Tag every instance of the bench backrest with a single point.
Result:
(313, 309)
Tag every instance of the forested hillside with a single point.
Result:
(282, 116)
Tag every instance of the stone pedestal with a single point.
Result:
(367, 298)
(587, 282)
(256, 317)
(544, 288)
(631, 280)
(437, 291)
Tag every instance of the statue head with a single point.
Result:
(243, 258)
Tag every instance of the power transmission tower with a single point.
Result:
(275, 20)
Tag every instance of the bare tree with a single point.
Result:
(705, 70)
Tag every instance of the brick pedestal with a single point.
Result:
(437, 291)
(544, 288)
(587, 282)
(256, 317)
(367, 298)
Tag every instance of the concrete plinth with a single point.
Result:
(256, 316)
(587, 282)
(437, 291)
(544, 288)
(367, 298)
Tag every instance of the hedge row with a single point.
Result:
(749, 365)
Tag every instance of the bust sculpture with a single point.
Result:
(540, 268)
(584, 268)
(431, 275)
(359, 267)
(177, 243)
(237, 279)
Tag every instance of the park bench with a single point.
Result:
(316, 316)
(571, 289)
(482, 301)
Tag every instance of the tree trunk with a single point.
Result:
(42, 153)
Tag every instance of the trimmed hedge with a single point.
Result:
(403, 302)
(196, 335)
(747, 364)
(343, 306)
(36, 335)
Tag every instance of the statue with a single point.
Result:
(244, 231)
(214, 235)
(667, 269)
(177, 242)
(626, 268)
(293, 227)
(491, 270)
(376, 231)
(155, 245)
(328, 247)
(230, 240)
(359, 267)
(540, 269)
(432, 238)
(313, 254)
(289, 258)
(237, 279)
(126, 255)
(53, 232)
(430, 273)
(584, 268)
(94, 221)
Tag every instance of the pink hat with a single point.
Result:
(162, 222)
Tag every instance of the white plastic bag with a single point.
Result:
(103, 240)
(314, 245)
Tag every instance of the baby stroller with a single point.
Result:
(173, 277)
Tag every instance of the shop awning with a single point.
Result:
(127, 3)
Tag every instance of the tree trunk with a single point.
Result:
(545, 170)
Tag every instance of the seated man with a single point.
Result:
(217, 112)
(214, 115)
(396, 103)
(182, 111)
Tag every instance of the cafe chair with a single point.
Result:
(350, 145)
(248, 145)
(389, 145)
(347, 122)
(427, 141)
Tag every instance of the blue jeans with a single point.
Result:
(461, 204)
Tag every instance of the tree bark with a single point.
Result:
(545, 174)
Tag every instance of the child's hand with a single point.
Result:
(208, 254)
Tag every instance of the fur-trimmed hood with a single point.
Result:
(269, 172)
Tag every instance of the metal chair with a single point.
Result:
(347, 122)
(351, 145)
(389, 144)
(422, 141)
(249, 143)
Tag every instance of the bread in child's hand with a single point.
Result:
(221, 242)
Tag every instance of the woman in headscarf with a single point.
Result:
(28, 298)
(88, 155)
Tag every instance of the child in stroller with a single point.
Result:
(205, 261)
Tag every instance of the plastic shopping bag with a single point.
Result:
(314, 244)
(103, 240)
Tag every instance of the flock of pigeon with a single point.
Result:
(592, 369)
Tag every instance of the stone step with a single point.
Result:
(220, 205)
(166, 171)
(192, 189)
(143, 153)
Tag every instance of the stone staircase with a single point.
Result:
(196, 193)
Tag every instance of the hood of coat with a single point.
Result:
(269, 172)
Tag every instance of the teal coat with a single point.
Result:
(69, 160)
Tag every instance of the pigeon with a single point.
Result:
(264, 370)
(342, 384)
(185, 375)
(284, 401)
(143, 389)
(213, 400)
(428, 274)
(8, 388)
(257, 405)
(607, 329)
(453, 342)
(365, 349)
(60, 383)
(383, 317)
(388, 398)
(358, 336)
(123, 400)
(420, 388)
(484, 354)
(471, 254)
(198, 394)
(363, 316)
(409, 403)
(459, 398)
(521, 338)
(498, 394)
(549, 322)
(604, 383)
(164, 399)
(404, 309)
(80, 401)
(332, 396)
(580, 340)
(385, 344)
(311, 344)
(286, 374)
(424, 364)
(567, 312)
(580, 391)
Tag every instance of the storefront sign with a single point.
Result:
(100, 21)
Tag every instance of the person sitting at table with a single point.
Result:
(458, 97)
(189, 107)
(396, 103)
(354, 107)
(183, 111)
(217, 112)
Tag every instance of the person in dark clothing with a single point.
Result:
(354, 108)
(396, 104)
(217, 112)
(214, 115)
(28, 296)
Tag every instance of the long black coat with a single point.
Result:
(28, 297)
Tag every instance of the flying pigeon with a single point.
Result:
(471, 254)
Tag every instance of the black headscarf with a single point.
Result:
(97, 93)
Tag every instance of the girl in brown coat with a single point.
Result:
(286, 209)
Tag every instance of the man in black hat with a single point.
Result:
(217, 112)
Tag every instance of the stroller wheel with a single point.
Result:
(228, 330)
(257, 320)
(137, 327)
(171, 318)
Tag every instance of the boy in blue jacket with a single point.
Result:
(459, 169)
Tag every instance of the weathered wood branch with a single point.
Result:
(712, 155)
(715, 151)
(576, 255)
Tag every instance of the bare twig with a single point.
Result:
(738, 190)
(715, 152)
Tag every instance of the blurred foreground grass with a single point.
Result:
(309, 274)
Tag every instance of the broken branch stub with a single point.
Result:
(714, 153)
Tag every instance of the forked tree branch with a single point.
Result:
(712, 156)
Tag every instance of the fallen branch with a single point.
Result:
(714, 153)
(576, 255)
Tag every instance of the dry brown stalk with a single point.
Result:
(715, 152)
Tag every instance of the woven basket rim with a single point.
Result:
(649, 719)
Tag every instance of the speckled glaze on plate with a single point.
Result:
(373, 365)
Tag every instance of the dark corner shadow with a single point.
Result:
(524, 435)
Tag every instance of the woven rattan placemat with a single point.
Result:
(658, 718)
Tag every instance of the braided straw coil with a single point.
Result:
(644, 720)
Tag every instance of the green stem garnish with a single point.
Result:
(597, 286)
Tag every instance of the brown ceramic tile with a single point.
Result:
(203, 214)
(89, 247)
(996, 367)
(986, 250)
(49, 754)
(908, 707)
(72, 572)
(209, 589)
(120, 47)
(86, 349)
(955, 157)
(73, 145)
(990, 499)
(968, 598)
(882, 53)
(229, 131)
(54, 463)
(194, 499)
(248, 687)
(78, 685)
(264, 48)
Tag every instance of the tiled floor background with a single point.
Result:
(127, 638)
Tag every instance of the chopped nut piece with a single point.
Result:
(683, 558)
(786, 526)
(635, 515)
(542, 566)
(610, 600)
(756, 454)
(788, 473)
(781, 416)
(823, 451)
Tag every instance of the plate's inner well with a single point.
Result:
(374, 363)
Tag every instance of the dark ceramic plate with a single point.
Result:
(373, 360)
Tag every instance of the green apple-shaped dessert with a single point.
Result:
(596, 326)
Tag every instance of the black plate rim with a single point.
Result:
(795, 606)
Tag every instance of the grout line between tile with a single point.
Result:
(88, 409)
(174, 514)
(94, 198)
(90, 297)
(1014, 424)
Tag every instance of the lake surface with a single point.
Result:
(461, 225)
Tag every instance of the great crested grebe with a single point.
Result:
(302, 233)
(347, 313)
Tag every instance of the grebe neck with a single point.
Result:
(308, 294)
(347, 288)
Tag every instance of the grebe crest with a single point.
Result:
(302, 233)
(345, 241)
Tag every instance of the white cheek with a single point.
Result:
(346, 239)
* * *
**Your goal:**
Search the entries for "bare" and show every line that has it.

**Result:**
Tag every instance of the bare tree with a single point.
Tag every instance of the bare twig with a single point.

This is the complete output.